— Begin —

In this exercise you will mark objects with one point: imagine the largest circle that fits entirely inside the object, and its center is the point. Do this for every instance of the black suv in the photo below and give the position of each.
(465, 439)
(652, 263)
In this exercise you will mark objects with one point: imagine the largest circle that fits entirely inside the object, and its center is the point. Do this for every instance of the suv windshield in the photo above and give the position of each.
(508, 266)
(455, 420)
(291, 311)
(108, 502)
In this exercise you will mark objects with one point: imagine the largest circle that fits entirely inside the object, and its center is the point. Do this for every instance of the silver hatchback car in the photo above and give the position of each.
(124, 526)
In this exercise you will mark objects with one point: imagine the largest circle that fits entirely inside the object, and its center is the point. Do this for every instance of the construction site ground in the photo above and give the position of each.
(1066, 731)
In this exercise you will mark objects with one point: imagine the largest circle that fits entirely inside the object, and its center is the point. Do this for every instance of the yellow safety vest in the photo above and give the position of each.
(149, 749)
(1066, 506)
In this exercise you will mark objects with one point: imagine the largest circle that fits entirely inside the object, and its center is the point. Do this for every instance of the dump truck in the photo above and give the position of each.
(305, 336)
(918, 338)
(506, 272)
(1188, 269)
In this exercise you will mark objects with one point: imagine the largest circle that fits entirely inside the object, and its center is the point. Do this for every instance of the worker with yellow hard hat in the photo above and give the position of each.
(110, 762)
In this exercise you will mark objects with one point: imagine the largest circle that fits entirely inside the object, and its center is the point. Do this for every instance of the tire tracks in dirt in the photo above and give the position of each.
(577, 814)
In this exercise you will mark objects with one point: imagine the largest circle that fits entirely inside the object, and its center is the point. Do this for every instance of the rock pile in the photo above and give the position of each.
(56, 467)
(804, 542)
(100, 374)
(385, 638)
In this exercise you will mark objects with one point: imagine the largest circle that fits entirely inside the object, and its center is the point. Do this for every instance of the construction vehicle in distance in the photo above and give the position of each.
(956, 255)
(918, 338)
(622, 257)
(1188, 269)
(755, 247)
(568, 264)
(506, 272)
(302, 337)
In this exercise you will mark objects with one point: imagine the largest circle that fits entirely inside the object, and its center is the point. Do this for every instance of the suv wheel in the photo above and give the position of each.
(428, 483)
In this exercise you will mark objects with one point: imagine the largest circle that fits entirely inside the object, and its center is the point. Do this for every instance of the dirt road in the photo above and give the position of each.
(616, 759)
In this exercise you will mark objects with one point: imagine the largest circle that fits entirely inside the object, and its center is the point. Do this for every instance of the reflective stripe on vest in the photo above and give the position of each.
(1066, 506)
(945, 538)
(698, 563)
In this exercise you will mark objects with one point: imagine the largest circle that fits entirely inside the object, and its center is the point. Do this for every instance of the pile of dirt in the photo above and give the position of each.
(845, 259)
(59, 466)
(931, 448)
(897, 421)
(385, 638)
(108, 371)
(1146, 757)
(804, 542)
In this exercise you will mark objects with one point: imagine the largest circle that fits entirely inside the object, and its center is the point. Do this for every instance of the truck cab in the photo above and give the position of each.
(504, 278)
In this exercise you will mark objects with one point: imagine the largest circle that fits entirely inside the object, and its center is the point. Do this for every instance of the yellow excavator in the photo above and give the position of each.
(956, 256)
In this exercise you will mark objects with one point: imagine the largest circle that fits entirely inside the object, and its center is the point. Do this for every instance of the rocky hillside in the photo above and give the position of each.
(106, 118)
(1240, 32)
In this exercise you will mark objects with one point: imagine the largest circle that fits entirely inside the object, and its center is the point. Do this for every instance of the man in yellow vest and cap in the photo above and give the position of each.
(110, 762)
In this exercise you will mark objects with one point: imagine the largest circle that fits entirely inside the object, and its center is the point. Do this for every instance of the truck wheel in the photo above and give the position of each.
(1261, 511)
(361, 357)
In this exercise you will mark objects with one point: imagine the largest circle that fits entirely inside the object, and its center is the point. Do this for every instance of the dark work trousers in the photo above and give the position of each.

— End —

[WORK TO COMPLETE] Return exactly the lines from the one containing "the truck cab" through the last line of the records above, both included, and nothing else.

[FULL SOLUTION]
In this exercise you will mark objects with one point: imagine the largest circle that fits entirely inside the object, and its center is the point. Do this for every instance of the truck cab in the photo above and give the position of each.
(504, 278)
In this exercise you will mark objects with one point: imagine the largest circle that fits entirely inside the object, and its center is the point. Do this for every instance of the yellow excavator in the photo above and give the position of each.
(956, 256)
In this exercise you will mark objects with one point: imagine the largest circle that fits entirely inside the object, and its center is the point. Do this for every instance of the rocky hillside in the photo above and give the position of each.
(106, 118)
(1240, 32)
In this exercise you will mark objects with one point: imagine the largest circle that fits entirely inside the object, and its center is the point. Do this for every instance of the man in yellow vest and cap in the photo above and give the position of each.
(110, 762)
In this exercise you will mark objects with one point: imagine the largest circle that fits entirely inside the object, and its center is the point. Do this for every instance of the truck wheel in the photo above and give the position of each.
(1261, 511)
(361, 357)
In this exercise you will mark objects with one point: imagine the largest circle that fits entirely inside the object, and its center is the point. Do this for every instance of the dark work trousers in the photo above and give the position of each.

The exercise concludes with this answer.